◆ MATERIAL SUPPLIED
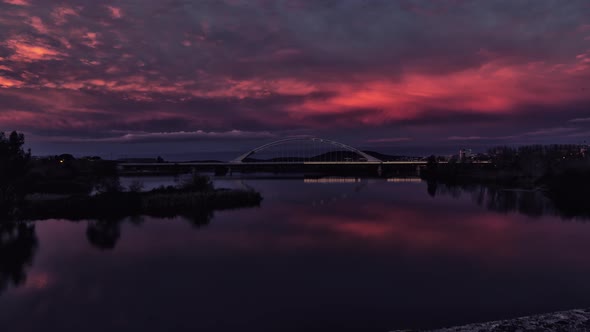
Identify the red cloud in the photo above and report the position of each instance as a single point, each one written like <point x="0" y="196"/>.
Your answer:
<point x="28" y="50"/>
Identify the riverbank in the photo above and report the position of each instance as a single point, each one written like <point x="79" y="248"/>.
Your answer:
<point x="562" y="321"/>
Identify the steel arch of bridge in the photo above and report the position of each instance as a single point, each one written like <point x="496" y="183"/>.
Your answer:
<point x="241" y="158"/>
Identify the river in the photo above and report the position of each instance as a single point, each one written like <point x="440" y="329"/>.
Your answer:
<point x="339" y="254"/>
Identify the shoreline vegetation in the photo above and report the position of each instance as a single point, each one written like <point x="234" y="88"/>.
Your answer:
<point x="63" y="187"/>
<point x="560" y="172"/>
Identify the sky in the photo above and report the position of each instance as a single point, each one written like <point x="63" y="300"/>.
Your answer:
<point x="149" y="77"/>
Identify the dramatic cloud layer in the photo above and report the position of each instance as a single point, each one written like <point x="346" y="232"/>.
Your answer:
<point x="380" y="73"/>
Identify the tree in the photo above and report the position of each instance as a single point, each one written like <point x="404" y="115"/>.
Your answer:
<point x="13" y="158"/>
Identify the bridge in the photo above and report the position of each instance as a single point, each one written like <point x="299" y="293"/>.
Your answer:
<point x="301" y="153"/>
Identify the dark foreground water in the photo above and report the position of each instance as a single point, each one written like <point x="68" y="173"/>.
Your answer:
<point x="355" y="256"/>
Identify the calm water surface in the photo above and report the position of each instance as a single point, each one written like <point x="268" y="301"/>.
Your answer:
<point x="365" y="255"/>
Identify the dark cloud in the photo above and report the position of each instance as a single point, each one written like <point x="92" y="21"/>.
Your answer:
<point x="95" y="70"/>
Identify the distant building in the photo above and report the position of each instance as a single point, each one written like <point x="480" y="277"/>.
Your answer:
<point x="465" y="154"/>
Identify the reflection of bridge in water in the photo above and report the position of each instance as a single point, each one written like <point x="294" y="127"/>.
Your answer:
<point x="304" y="153"/>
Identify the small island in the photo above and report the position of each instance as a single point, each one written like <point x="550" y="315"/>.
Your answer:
<point x="89" y="188"/>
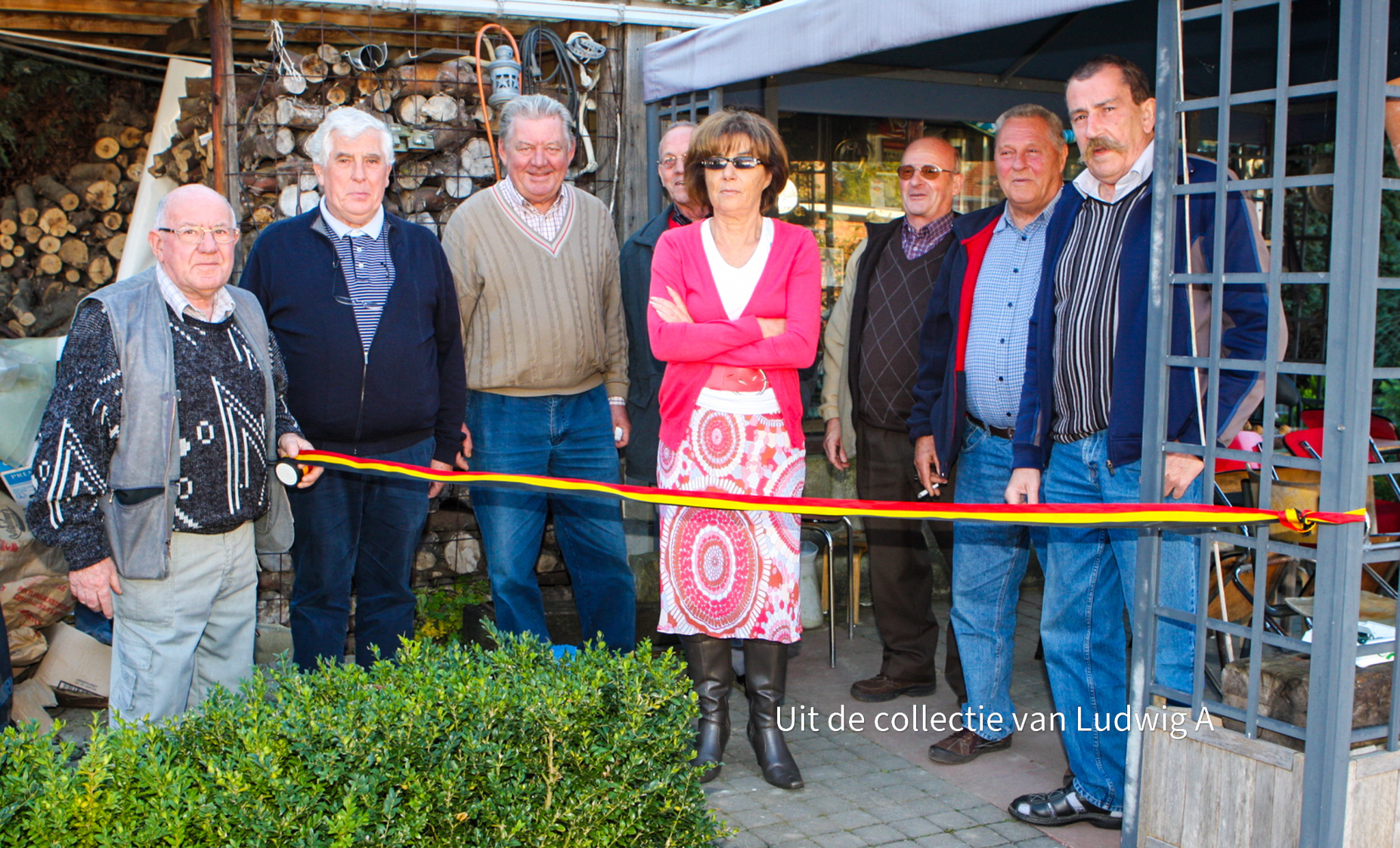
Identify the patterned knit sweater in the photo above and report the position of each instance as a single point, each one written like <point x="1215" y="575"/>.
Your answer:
<point x="221" y="431"/>
<point x="538" y="317"/>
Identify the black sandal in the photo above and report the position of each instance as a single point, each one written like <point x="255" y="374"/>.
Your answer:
<point x="1063" y="806"/>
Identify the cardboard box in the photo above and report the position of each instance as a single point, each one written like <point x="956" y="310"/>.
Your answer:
<point x="77" y="667"/>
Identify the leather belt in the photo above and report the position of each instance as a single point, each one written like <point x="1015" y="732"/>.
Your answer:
<point x="737" y="379"/>
<point x="999" y="432"/>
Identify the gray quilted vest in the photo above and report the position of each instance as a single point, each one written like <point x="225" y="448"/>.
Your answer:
<point x="148" y="449"/>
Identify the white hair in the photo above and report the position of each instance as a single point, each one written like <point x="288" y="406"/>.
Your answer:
<point x="349" y="124"/>
<point x="533" y="107"/>
<point x="161" y="220"/>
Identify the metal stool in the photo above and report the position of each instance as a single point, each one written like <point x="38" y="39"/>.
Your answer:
<point x="820" y="525"/>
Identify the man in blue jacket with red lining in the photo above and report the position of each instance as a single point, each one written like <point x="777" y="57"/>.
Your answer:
<point x="364" y="310"/>
<point x="972" y="354"/>
<point x="1081" y="419"/>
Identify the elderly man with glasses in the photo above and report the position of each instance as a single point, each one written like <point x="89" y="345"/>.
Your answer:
<point x="153" y="458"/>
<point x="871" y="360"/>
<point x="363" y="306"/>
<point x="645" y="371"/>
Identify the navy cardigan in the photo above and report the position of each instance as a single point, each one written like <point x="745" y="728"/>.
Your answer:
<point x="1243" y="303"/>
<point x="412" y="384"/>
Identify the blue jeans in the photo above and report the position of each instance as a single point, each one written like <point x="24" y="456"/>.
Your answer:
<point x="988" y="564"/>
<point x="356" y="533"/>
<point x="1090" y="581"/>
<point x="555" y="436"/>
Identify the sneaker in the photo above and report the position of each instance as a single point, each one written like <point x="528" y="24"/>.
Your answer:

◆ ASSIGNED TASK
The lines above starting at the one that contains "Identify the dark cloud" and ending at the one that contains "Identify the distant" must be transcribed exactly, and no other lines may appear.

◆ ANSWER TO THIS TASK
Identify the dark cloud in the photo above and report the position of each instance as a single point, each one written like <point x="92" y="21"/>.
Your answer:
<point x="95" y="70"/>
Identify the distant building in the photo above and report the position of each instance as a single point, each one written like <point x="480" y="277"/>.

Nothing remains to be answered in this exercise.